Publication: African Studies Quarterly
Publication Date: 22-MAR-03
Format: Online - approximately 4065 words
Delivery: Immediate Online Access
Full Article Title: Ethnicity and Burundi''s Refugees.(Book Review)

Article Excerpt
LeMarchand, Rene (1995). Burundi: Ethnic Conflict and Genocide. Wilson/Cambridge University Press.

Malkki, Liisa (1995). Purity and Exile: Violence, Memory, and National Cosmology anmong Hutu Refugees in Tanzania. Chicago: University of Chicago Press.

Sommers, Marc (2001). Fear in Bongoland: Burundi Refugees in Urban Tanzania. New York: Berghahn Books.

Clandestine Identities from Burundi

These three books are about people who share a description of themselves as "Burundians," or "Hutu," or "Tutsi," or any number of other identities from Burundi. But as each book makes clear, the ethnic designation an individual uses is only part of the story because what is also significant is who you consider "not Burundian," or "not Hutu" or "not Tutsi." Depending on the group of "Burundians" the question is asked of, you get different answers, often in the form of what Liisa Malkki calls "mythico-histories" about who are "we," and who are "they." In other words, there is a broad range of response to this question depending on where, of whom, and when the question is asked, despite the fact that each question is likely to be rooted in mythologized claims asserting a "pure" Burundian identity. For example, inside Burundi as described by Lemarchand, the social world has been divided (at different times and contexts) into Hutu, Tutsi, Twa and Ganwa, Rwandan and Burundian, Highlander and Lowlander, and northerner and southerner. Among the Burundian communities in Tanzania, divisions have emerged between Hutu and Ha, Burundian and Tanzaman, and a number of other permutations. For example, in the remote Tanzanian refugee camp where Malkki studied, the answer is that there are Tanzanians, Hutu, and a "remembered" Tutsi, while in Kigoma town nearer Burundi, the "we" is vaguely "Burundian," and the "they" is remarkably unclear. Finally, Marc Sommers, writing of clandestine Burundian communities in Dar Es Salaam, writes of divisions a putative origin in the Burundian highlands and lowlands.

——————————

_Task set:_
1. Can you rewrite the book review's paragraph beginning "These three books are about people" as a short bulleted list that keeps its main facts?
2. Would you reproduce the book review word for word from "Publication: African Studies" to "of Chicago Press."?
3. In the book review, in which city are the clandestine Burundian communities that Marc Sommers writes about?

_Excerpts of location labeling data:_

——————————

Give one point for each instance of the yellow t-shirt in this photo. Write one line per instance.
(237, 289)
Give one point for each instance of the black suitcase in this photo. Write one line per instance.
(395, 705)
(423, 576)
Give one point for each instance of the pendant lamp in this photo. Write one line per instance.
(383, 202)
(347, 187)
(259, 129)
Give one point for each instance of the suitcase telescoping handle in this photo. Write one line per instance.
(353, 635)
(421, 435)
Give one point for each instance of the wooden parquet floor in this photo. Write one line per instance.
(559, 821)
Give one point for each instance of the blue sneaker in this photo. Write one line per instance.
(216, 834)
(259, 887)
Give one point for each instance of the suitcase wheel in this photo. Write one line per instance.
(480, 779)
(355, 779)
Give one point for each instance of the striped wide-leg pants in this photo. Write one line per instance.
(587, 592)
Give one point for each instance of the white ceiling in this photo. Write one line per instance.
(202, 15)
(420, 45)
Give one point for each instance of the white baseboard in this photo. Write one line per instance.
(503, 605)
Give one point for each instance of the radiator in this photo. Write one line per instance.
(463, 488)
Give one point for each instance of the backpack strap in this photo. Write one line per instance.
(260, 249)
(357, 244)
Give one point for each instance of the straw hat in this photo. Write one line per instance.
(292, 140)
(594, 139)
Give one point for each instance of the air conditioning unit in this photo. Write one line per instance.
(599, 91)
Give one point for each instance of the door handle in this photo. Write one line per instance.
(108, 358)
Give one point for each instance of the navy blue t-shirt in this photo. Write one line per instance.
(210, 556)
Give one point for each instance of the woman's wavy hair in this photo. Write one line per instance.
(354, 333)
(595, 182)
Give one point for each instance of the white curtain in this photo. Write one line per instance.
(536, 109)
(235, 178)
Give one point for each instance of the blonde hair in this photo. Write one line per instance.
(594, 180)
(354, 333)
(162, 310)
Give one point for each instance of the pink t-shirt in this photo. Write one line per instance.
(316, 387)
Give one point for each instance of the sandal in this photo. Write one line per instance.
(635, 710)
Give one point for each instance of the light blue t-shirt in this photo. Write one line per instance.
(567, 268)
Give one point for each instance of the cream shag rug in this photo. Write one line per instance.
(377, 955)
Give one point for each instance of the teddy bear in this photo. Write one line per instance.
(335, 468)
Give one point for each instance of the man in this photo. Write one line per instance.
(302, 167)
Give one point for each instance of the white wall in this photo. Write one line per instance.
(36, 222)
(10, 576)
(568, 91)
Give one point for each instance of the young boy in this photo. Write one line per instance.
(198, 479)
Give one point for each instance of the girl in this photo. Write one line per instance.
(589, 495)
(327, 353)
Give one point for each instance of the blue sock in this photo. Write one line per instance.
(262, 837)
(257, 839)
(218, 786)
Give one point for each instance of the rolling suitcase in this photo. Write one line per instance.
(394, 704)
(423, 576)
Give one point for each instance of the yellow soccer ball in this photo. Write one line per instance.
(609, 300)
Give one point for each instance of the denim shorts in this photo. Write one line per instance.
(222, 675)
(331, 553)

——————————

_Results in order:_
1.
- The three books concern people who identify as "Burundians," "Hutu," "Tutsi," or other identities from Burundi.
- Each book shows that who a person considers "not Burundian," "not Hutu," or "not Tutsi" matters as much as the label the person uses.
- Answers vary with where, of whom, and when the question is asked. They often take the form of what Liisa Malkki calls "mythico-histories" about "we" and "they," rooted in claims of a "pure" Burundian identity.
- Lemarchand describes divisions inside Burundi: Hutu, Tutsi, Twa and Ganwa; Rwandan and Burundian; Highlander and Lowlander; northerner and southerner.
- Among Burundian communities in Tanzania, divisions include Hutu and Ha, among others.
- In the remote refugee camp Malkki studied, the groups are Tanzanians, Hutu, and a "remembered" Tutsi.
- In Kigoma town, nearer Burundi, the "we" is vaguely "Burundian" and the "they" is unclear.
- Marc Sommers writes about clandestine Burundian communities in Dar Es Salaam, where divisions rest on a putative origin in the Burundian highlands and lowlands.

2.
Publication: African Studies Quarterly
Publication Date: 22-MAR-03
Format: Online - approximately 4065 words
Delivery: Immediate Online Access
Full Article Title: Ethnicity and Burundi''s Refugees.(Book Review)

Article Excerpt
LeMarchand, Rene (1995). Burundi: Ethnic Conflict and Genocide. Wilson/Cambridge University Press.

Malkki, Liisa (1995). Purity and Exile: Violence, Memory, and National Cosmology anmong Hutu Refugees in Tanzania. Chicago: University of Chicago Press.

3. Dar Es Salaam.